• _Your instructions_
Which lines below contain the string "window"? Show each of them in full, treating uppercase and lowercase as different.

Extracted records
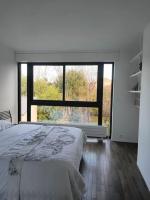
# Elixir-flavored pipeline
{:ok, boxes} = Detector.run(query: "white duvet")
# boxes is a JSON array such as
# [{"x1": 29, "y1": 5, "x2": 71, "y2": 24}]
[{"x1": 0, "y1": 124, "x2": 85, "y2": 200}]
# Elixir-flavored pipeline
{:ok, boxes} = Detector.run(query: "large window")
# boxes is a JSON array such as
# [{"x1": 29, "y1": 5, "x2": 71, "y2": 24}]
[{"x1": 18, "y1": 63, "x2": 113, "y2": 134}]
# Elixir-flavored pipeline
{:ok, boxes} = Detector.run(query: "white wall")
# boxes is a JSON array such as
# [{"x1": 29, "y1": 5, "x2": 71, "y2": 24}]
[
  {"x1": 137, "y1": 25, "x2": 150, "y2": 190},
  {"x1": 0, "y1": 44, "x2": 17, "y2": 122},
  {"x1": 16, "y1": 50, "x2": 138, "y2": 142}
]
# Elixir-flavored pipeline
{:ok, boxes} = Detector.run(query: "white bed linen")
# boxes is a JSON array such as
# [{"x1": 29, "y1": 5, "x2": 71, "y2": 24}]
[{"x1": 0, "y1": 124, "x2": 85, "y2": 200}]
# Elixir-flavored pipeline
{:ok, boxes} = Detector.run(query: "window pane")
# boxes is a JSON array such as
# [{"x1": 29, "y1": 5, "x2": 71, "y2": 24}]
[
  {"x1": 21, "y1": 64, "x2": 27, "y2": 121},
  {"x1": 31, "y1": 106, "x2": 98, "y2": 125},
  {"x1": 65, "y1": 65, "x2": 98, "y2": 101},
  {"x1": 103, "y1": 64, "x2": 112, "y2": 133},
  {"x1": 33, "y1": 65, "x2": 63, "y2": 100}
]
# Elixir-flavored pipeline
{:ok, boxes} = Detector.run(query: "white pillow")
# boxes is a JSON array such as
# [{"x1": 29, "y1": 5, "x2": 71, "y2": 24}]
[{"x1": 0, "y1": 120, "x2": 12, "y2": 131}]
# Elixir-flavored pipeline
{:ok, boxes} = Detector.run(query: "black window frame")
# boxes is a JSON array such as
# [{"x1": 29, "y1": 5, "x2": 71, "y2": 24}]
[{"x1": 18, "y1": 62, "x2": 114, "y2": 135}]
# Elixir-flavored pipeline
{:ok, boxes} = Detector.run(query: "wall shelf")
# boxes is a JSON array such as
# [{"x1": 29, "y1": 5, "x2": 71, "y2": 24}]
[
  {"x1": 130, "y1": 51, "x2": 143, "y2": 63},
  {"x1": 130, "y1": 71, "x2": 142, "y2": 78},
  {"x1": 129, "y1": 90, "x2": 141, "y2": 94},
  {"x1": 128, "y1": 51, "x2": 143, "y2": 107}
]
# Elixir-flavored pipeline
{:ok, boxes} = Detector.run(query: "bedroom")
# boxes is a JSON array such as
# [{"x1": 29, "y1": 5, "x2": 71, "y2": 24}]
[{"x1": 0, "y1": 0, "x2": 150, "y2": 199}]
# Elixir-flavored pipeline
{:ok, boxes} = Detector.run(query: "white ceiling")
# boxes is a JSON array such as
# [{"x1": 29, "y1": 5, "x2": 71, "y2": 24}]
[{"x1": 0, "y1": 0, "x2": 150, "y2": 51}]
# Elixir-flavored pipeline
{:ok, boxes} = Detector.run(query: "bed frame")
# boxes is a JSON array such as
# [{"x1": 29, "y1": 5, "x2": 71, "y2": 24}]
[{"x1": 0, "y1": 110, "x2": 12, "y2": 122}]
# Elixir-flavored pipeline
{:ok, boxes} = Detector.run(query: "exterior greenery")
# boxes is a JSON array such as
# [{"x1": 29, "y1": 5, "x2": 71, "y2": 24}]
[{"x1": 21, "y1": 70, "x2": 111, "y2": 127}]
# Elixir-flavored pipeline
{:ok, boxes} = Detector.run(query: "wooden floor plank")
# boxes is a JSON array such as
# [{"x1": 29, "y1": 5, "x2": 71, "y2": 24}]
[{"x1": 80, "y1": 140, "x2": 150, "y2": 200}]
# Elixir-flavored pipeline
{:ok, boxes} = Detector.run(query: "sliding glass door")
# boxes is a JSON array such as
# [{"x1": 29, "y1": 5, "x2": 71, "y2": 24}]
[{"x1": 18, "y1": 63, "x2": 113, "y2": 134}]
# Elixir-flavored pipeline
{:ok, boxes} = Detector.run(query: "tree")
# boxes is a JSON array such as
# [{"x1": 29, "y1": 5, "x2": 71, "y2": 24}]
[{"x1": 21, "y1": 76, "x2": 27, "y2": 96}]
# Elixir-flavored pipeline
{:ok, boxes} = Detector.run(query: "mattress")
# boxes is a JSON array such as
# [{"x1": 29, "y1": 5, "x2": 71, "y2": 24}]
[{"x1": 0, "y1": 124, "x2": 85, "y2": 200}]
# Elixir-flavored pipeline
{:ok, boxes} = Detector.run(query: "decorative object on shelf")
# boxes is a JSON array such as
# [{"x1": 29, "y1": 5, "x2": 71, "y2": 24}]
[
  {"x1": 139, "y1": 62, "x2": 142, "y2": 71},
  {"x1": 129, "y1": 51, "x2": 143, "y2": 108},
  {"x1": 132, "y1": 83, "x2": 139, "y2": 91}
]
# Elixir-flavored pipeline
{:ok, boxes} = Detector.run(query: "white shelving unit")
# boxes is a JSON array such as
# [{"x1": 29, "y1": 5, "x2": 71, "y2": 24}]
[{"x1": 129, "y1": 51, "x2": 143, "y2": 107}]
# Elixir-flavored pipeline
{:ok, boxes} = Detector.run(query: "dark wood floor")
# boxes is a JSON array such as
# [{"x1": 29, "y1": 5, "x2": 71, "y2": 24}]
[{"x1": 80, "y1": 140, "x2": 150, "y2": 200}]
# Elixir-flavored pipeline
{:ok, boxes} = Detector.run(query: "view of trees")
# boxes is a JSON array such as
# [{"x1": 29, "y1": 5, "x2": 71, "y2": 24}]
[{"x1": 21, "y1": 65, "x2": 111, "y2": 127}]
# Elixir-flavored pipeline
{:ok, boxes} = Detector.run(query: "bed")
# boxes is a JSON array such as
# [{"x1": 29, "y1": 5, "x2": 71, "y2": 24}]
[{"x1": 0, "y1": 116, "x2": 85, "y2": 200}]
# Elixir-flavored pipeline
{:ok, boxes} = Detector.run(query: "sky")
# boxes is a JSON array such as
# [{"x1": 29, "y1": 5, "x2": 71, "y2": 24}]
[{"x1": 21, "y1": 64, "x2": 112, "y2": 80}]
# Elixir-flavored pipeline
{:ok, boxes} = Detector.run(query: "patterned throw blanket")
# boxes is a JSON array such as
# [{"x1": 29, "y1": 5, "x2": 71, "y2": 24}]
[
  {"x1": 0, "y1": 125, "x2": 85, "y2": 200},
  {"x1": 0, "y1": 126, "x2": 75, "y2": 175}
]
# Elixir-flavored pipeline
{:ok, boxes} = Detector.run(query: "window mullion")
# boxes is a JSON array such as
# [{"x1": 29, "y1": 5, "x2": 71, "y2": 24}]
[{"x1": 63, "y1": 65, "x2": 66, "y2": 101}]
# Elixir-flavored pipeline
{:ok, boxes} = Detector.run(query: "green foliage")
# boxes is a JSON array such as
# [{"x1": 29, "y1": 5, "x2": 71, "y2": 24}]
[
  {"x1": 34, "y1": 79, "x2": 61, "y2": 100},
  {"x1": 66, "y1": 70, "x2": 88, "y2": 101},
  {"x1": 21, "y1": 76, "x2": 27, "y2": 96},
  {"x1": 21, "y1": 70, "x2": 111, "y2": 127}
]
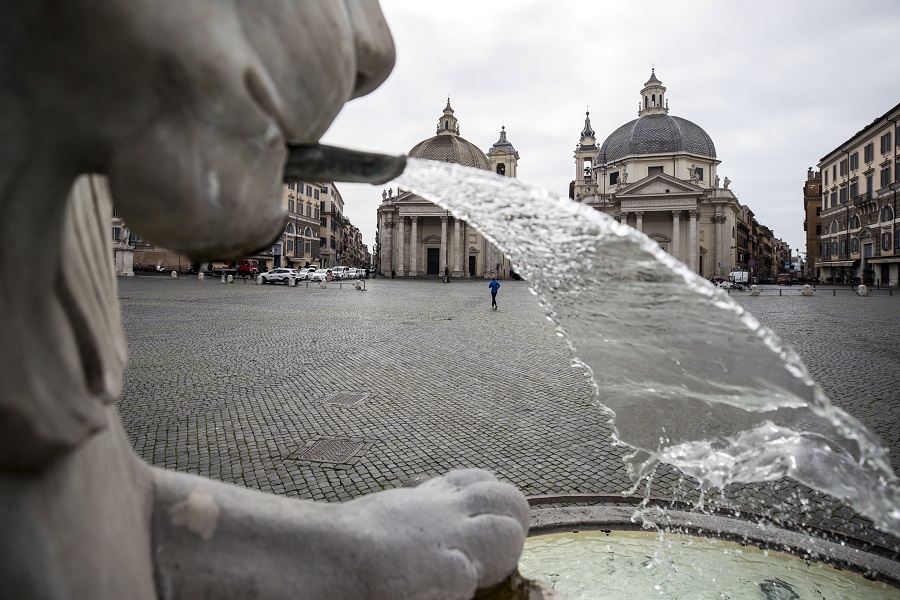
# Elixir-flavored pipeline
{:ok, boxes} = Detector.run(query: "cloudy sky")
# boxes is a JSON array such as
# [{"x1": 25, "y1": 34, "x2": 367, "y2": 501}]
[{"x1": 323, "y1": 0, "x2": 900, "y2": 252}]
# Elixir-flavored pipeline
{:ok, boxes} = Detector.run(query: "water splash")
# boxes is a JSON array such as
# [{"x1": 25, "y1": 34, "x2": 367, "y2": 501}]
[{"x1": 397, "y1": 159, "x2": 900, "y2": 536}]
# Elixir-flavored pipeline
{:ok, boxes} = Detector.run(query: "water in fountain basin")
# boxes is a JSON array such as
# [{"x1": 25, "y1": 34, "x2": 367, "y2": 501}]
[{"x1": 397, "y1": 159, "x2": 900, "y2": 536}]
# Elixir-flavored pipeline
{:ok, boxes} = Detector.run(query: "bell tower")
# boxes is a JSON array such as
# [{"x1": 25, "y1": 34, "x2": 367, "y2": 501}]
[{"x1": 487, "y1": 125, "x2": 519, "y2": 177}]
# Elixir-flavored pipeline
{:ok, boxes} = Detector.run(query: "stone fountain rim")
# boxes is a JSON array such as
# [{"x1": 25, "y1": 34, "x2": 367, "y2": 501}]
[{"x1": 528, "y1": 494, "x2": 900, "y2": 588}]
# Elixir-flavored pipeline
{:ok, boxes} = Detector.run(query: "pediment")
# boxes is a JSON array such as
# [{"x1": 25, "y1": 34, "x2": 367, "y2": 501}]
[{"x1": 616, "y1": 173, "x2": 703, "y2": 198}]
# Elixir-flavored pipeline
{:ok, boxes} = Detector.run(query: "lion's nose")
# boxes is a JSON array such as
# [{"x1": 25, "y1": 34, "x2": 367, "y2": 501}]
[{"x1": 347, "y1": 0, "x2": 397, "y2": 98}]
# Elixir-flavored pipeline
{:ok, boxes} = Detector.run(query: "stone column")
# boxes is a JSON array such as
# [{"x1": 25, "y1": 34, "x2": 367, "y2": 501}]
[
  {"x1": 440, "y1": 215, "x2": 449, "y2": 277},
  {"x1": 409, "y1": 217, "x2": 419, "y2": 277},
  {"x1": 688, "y1": 209, "x2": 700, "y2": 273},
  {"x1": 397, "y1": 217, "x2": 406, "y2": 277},
  {"x1": 713, "y1": 215, "x2": 730, "y2": 275},
  {"x1": 671, "y1": 210, "x2": 681, "y2": 260},
  {"x1": 381, "y1": 218, "x2": 394, "y2": 277},
  {"x1": 453, "y1": 218, "x2": 462, "y2": 277}
]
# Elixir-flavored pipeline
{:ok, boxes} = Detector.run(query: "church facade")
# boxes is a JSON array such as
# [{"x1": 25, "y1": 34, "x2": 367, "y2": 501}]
[
  {"x1": 569, "y1": 70, "x2": 740, "y2": 278},
  {"x1": 375, "y1": 98, "x2": 519, "y2": 279}
]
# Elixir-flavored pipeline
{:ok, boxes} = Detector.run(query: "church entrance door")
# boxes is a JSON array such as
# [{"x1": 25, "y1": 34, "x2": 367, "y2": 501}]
[{"x1": 426, "y1": 248, "x2": 441, "y2": 275}]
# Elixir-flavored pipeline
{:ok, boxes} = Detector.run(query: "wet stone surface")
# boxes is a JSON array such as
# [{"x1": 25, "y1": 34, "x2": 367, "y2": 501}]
[{"x1": 119, "y1": 276, "x2": 900, "y2": 543}]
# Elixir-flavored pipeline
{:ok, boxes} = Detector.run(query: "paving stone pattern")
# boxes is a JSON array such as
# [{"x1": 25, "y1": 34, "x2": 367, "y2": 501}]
[{"x1": 119, "y1": 276, "x2": 900, "y2": 544}]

• _Answer to this problem_
{:ok, boxes} = Detector.run(query: "large window")
{:ok, boxes} = Detector.run(query: "window pane")
{:ok, boxes} = Detector.run(query: "black window frame")
{:ok, boxes} = Detector.run(query: "window mullion")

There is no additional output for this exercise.